Now, I’m sure that most woman have at least one bad story about a guy who ended up being a little too creepy–he ends up texting or calling even though you’ve made it clear that you’re not interested, he friends on you Facebook even though you haven’t talked in months after your first date, that kind of thing. That’s really annoying, but you’re not going to prevent that type of thing by talking on the phone before a first date. I think the best idea is just to meet in a public place (and not an ax store). That way you retain the potential for a really great first date with minimal risk.
I can think of 3 girls I found online where I spoke to them on the phone first (their idea, not mine). Two of them I never wound up meeting. So either I’m an axe murderer with no axe or criminal record, or there’s some truth behind the “don’t talk on the phone” theory.
Whenever I am met with this request, my interest level automatically decreases a little bit. It’s not an unreasonable request, but for exactly the reasons you listed, it makes me think the girl wants to have our first date over the phone. That’s fine as long as I can get to second base after meeting her. Second date is second base, right?
When I do talk to her on the phone, I always try to keep it to the planning of the first date. Also, I hate talking on the phone with pretty much anyone. It’s why I date online. Love email/texts. I’m great in those. On the phone, I’m bored and distracted, because I’m probably watching TV.
Most on line guys are like you….boring and just wanting sex. this is why we want to weed you out!!!
Ha ha. Alrighty, Sara. Best of luck. I hope you’re better at reading your dates than you are at reading me.
I totally agree about the phone – I hate talking on it! I get distracted and stop listening to the other person, then realize I have no idea how much time has passed or anything they’ve said. (I’m also usually watching TV, or perhaps looking out the window.) I get put off a little when guys seem irritated by not wanting to call or always texting instead; glad to see there’s at least one guy out there who feels the same way I do!
Nope, it’s a good idea….I do this to weed out the totally unintelligent dweebs. If you sound like an idiot on the phone, I’m sure not going to the trouble of fixing myself up to meet some loser.

========

> DIRECTIVE: Repeat the comment thread about phoning someone before a first date, word for word and in full.

(Stored entries)
========

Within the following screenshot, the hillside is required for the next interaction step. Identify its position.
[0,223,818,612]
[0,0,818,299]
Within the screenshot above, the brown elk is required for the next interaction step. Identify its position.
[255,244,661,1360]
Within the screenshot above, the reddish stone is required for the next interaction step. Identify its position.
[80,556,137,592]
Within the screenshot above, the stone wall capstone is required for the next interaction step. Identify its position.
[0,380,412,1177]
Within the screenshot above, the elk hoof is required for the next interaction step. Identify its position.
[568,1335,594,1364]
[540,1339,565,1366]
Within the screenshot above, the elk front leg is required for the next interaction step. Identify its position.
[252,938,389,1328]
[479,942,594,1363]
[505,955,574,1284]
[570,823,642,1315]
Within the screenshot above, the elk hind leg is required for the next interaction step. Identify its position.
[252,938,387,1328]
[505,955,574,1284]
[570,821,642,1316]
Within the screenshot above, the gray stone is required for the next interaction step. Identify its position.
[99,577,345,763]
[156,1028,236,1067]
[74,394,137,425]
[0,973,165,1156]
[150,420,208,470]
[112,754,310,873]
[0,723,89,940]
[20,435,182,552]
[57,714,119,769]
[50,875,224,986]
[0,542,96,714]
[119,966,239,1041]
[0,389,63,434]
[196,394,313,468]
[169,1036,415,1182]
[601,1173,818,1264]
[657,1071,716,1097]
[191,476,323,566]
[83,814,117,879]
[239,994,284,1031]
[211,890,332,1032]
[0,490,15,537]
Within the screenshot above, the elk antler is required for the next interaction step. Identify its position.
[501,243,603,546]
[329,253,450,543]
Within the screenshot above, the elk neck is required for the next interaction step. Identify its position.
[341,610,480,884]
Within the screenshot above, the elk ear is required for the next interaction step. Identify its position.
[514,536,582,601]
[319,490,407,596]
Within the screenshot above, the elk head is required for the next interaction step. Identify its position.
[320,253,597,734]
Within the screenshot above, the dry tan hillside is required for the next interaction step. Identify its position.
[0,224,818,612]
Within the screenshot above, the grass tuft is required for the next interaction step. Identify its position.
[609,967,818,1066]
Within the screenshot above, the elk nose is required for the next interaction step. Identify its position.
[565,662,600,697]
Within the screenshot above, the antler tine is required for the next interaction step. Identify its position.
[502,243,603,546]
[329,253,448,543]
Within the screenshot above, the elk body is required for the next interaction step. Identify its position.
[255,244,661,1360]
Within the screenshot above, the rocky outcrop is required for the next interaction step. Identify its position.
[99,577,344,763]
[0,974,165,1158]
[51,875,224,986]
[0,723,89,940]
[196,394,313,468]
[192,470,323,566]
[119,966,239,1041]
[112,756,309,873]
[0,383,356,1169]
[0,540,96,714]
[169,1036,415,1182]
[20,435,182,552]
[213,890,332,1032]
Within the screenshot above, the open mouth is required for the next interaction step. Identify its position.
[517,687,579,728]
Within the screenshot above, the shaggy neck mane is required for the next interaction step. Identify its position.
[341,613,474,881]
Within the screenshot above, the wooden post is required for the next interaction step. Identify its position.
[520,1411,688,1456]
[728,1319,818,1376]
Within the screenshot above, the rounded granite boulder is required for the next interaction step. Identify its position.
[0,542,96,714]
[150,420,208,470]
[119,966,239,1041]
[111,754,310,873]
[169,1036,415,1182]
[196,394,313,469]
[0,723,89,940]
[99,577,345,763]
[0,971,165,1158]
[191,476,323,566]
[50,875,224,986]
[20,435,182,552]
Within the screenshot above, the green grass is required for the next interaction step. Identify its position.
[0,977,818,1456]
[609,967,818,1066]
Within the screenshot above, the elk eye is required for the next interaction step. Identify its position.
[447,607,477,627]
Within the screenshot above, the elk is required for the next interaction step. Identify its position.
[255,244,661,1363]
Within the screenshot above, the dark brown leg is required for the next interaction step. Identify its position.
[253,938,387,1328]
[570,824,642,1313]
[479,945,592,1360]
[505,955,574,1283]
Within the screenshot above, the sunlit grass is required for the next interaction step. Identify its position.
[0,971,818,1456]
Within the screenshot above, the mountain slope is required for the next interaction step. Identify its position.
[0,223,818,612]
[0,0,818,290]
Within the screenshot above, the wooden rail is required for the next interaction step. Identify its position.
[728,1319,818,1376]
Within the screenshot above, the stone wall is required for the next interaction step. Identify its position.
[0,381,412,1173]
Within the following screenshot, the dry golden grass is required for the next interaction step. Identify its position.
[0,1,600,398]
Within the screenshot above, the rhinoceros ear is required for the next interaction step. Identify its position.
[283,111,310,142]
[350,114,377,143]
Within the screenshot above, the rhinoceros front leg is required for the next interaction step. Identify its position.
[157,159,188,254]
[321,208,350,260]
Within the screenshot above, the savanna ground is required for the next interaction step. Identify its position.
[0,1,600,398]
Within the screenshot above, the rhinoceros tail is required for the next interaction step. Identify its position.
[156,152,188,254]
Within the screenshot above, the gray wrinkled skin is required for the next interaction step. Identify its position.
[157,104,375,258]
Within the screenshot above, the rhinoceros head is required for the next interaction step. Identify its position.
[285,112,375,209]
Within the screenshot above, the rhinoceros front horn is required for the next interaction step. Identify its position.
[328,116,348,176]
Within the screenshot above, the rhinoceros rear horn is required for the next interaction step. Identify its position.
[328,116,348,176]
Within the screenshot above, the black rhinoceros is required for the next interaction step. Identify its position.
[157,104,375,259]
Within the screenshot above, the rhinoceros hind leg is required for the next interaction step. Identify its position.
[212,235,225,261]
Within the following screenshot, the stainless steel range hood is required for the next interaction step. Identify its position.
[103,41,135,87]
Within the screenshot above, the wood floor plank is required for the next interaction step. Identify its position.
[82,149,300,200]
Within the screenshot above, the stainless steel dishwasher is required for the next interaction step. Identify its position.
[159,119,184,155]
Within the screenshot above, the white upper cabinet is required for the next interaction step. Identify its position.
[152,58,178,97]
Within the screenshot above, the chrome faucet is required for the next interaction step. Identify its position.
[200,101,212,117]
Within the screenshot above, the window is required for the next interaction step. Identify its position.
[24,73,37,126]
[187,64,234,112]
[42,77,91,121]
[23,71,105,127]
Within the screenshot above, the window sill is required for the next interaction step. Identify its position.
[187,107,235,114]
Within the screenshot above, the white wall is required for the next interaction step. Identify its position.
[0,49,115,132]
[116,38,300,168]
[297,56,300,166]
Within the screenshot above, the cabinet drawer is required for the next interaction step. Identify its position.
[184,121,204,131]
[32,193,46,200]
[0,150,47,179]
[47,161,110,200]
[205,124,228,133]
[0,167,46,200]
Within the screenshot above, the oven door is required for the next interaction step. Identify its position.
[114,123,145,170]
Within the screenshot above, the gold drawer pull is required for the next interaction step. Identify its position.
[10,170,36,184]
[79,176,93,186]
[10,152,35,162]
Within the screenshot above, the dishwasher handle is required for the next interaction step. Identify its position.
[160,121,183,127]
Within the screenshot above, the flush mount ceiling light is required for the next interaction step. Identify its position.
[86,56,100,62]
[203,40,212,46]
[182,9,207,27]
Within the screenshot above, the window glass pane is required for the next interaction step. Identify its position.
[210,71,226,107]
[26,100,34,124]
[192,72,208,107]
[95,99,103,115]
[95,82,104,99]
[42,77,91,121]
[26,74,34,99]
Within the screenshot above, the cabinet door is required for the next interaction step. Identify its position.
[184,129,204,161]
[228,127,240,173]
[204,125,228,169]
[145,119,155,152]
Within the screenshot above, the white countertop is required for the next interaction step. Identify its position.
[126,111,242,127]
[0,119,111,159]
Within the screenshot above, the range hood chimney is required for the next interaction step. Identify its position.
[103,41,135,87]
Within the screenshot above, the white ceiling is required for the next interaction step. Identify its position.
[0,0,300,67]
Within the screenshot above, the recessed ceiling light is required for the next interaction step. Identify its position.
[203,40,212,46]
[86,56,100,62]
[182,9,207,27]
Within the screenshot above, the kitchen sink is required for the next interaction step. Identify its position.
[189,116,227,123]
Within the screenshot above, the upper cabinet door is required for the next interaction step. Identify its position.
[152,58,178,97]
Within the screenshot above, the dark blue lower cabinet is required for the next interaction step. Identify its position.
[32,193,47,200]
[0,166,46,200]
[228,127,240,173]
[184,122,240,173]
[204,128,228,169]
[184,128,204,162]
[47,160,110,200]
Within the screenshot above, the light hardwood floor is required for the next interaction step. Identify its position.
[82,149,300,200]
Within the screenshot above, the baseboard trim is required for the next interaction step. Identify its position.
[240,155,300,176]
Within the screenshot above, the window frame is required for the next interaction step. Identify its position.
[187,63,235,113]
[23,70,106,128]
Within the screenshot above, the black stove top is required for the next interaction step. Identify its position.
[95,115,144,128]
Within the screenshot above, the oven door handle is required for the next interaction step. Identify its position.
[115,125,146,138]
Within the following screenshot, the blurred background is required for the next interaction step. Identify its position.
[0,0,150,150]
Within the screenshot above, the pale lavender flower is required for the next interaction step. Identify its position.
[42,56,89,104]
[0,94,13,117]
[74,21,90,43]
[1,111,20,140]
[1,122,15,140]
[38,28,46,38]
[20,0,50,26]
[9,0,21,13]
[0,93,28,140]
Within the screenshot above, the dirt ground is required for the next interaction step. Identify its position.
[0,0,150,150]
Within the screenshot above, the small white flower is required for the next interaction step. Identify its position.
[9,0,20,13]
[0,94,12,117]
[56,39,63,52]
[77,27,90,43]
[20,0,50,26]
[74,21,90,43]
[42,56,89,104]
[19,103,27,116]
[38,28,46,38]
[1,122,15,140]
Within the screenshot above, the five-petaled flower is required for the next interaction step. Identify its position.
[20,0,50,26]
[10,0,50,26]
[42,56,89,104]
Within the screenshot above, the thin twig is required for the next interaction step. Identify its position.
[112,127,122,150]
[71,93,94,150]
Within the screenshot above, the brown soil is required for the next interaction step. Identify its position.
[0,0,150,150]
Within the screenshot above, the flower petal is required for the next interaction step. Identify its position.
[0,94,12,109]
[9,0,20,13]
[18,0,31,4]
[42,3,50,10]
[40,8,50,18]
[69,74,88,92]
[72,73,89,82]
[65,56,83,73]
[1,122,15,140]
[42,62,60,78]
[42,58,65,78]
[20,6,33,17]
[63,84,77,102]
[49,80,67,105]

========

> OUTPUT FOR THIS TASK:
Now, I’m sure that most woman have at least one bad story about a guy who ended up being a little too creepy–he ends up texting or calling even though you’ve made it clear that you’re not interested, he friends on you Facebook even though you haven’t talked in months after your first date, that kind of thing. That’s really annoying, but you’re not going to prevent that type of thing by talking on the phone before a first date. I think the best idea is just to meet in a public place (and not an ax store). That way you retain the potential for a really great first date with minimal risk.
I can think of 3 girls I found online where I spoke to them on the phone first (their idea, not mine). Two of them I never wound up meeting. So either I’m an axe murderer with no axe or criminal record, or there’s some truth behind the “don’t talk on the phone” theory.
Whenever I am met with this request, my interest level automatically decreases a little bit. It’s not an unreasonable request, but for exactly the reasons you listed, it makes me think the girl wants to have our first date over the phone. That’s fine as long as I can get to second base after meeting her. Second date is second base, right?
When I do talk to her on the phone, I always try to keep it to the planning of the first date. Also, I hate talking on the phone with pretty much anyone. It’s why I date online. Love email/texts. I’m great in those. On the phone, I’m bored and distracted, because I’m probably watching TV.
Most on line guys are like you….boring and just wanting sex. this is why we want to weed you out!!!
Ha ha. Alrighty, Sara. Best of luck. I hope you’re better at reading your dates than you are at reading me.
I totally agree about the phone – I hate talking on it! I get distracted and stop listening to the other person, then realize I have no idea how much time has passed or anything they’ve said. (I’m also usually watching TV, or perhaps looking out the window.) I get put off a little when guys seem irritated by not wanting to call or always texting instead; glad to see there’s at least one guy out there who feels the same way I do!
Nope, it’s a good idea….I do this to weed out the totally unintelligent dweebs. If you sound like an idiot on the phone, I’m sure not going to the trouble of fixing myself up to meet some loser.